▶ [Selected passage]:
"""

PESHAWAR: Militants targeted a police vehicle and a security checkpoint with bombs in northwest Pakistan on Thursday, killing four officers and wounding nine others, police said.
Three policemen were killed in the first attack when a remote-controlled bomb destroyed a vehicle carrying police and paramilitary forces in the Bannu district of Khyber Pakhtunkhwa province, said Rafique Khan, a local police official.
Five security personnel were also wounded in the attack, said Khan, who blamed local militants but offered no evidence to back up his claim.
Also Thursday, a bomb ripped through a checkpoint manned by tribal police in Bara, a town near the northwestern city of Peshawar, killing one officer and wounding four others, police official Iqbal Khan said.
The attacks came a day after a suicide bomber rammed his explosive-laden vehicle into a mosque in Bannu and killed 18 people.
Wednesday’s attack was immediately claimed by the Pakistani Taliban. The Taliban said they were avenging US drone strikes in Pakistan’s tribal belt.
“We claim responsibility for this attack. We will continue such attacks unless the drone attacks are stopped,” Taliban spokesman Azam Tariq, speaking from an undisclosed location, told AFP by telephone.
Wednesday’s bomb attack followed a missile strike by an unmanned aircraft on a militant compound in the North Waziristan tribal region at dawn, which killed five militants, security officials said.

"""

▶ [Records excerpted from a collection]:
"""

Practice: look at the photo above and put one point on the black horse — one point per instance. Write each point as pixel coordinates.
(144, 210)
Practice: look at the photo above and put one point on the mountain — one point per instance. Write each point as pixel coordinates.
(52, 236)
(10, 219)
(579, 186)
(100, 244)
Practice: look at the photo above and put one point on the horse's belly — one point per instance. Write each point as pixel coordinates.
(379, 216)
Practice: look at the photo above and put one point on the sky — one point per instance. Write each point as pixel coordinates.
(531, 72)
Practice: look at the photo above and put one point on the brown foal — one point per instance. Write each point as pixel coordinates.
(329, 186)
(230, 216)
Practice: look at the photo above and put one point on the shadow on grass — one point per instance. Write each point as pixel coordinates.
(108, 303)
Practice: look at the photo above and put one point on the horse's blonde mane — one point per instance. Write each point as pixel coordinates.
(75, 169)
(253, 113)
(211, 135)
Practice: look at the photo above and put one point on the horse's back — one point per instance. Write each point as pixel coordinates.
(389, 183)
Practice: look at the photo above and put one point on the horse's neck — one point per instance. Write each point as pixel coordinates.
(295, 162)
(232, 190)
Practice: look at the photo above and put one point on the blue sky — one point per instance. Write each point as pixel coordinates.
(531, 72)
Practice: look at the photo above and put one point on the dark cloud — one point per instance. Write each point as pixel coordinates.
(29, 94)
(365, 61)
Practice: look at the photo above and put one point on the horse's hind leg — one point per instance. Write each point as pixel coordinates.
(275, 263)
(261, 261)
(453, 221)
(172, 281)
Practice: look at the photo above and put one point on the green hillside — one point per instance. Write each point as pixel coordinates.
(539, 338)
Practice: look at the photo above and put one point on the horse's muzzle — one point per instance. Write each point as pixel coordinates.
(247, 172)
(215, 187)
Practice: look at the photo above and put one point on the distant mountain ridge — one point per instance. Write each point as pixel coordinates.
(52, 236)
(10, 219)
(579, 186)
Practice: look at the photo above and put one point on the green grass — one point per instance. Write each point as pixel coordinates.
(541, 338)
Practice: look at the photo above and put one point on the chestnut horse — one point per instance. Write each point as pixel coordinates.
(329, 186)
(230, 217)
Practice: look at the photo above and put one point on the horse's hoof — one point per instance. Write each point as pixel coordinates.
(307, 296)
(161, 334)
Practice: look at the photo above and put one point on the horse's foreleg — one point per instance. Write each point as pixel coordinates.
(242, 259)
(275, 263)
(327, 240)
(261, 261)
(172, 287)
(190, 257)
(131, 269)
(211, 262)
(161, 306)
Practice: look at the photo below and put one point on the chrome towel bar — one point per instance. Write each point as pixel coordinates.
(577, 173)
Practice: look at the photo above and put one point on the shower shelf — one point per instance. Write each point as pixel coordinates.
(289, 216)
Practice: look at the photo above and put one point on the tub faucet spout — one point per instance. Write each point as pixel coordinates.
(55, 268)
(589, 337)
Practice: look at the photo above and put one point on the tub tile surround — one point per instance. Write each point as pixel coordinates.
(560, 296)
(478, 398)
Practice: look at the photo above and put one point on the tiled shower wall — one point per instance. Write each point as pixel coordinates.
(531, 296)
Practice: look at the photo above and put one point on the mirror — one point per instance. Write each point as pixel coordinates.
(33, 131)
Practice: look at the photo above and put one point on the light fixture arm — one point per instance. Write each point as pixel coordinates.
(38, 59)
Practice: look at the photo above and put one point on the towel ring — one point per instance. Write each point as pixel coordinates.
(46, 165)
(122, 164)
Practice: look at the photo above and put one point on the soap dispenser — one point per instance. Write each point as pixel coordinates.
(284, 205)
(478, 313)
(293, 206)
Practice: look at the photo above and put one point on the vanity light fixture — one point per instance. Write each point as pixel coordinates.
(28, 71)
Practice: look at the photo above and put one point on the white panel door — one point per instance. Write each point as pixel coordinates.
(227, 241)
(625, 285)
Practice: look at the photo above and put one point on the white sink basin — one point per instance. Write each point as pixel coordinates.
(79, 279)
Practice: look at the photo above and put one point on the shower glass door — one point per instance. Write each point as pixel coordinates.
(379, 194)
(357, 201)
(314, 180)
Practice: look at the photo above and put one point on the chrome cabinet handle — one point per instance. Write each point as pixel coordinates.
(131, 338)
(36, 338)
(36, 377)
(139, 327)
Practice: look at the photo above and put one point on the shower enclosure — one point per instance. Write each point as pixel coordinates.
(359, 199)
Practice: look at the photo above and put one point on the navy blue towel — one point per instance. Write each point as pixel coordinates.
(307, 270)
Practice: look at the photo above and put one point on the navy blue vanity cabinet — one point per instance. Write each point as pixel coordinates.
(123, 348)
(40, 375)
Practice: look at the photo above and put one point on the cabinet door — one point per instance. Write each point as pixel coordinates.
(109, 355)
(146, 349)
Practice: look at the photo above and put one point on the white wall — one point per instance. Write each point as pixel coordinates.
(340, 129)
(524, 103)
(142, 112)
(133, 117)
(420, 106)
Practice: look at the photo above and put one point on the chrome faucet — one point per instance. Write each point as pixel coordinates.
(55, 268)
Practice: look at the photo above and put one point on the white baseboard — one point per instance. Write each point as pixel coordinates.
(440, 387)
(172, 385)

"""

▶ [Exercise 1]:
Write out the part of the Pakistan bombing report starting at "Also Thursday, a" and ending at "Iqbal Khan said.".
▶ [Exercise 2]:
Does the Pakistan bombing report agree with each of the following statements? Answer yes or no for each, quoting the words from the report that decide it. (a) Three policemen died in the first attack on Thursday. (b) The checkpoint in Bara was manned by paramilitary forces. (c) On Wednesday a suicide bomber killed 18 people at a mosque in Bannu.

▶ [Exercise answer 1]:
Also Thursday, a bomb ripped through a checkpoint manned by tribal police in Bara, a town near the northwestern city of Peshawar, killing one officer and wounding four others, police official Iqbal Khan said.

▶ [Exercise answer 2]:
(a) Yes: "Three policemen were killed in the first attack"
(b) No: "a bomb ripped through a checkpoint manned by tribal police in Bara"
(c) Yes: "a suicide bomber rammed his explosive-laden vehicle into a mosque in Bannu and killed 18 people"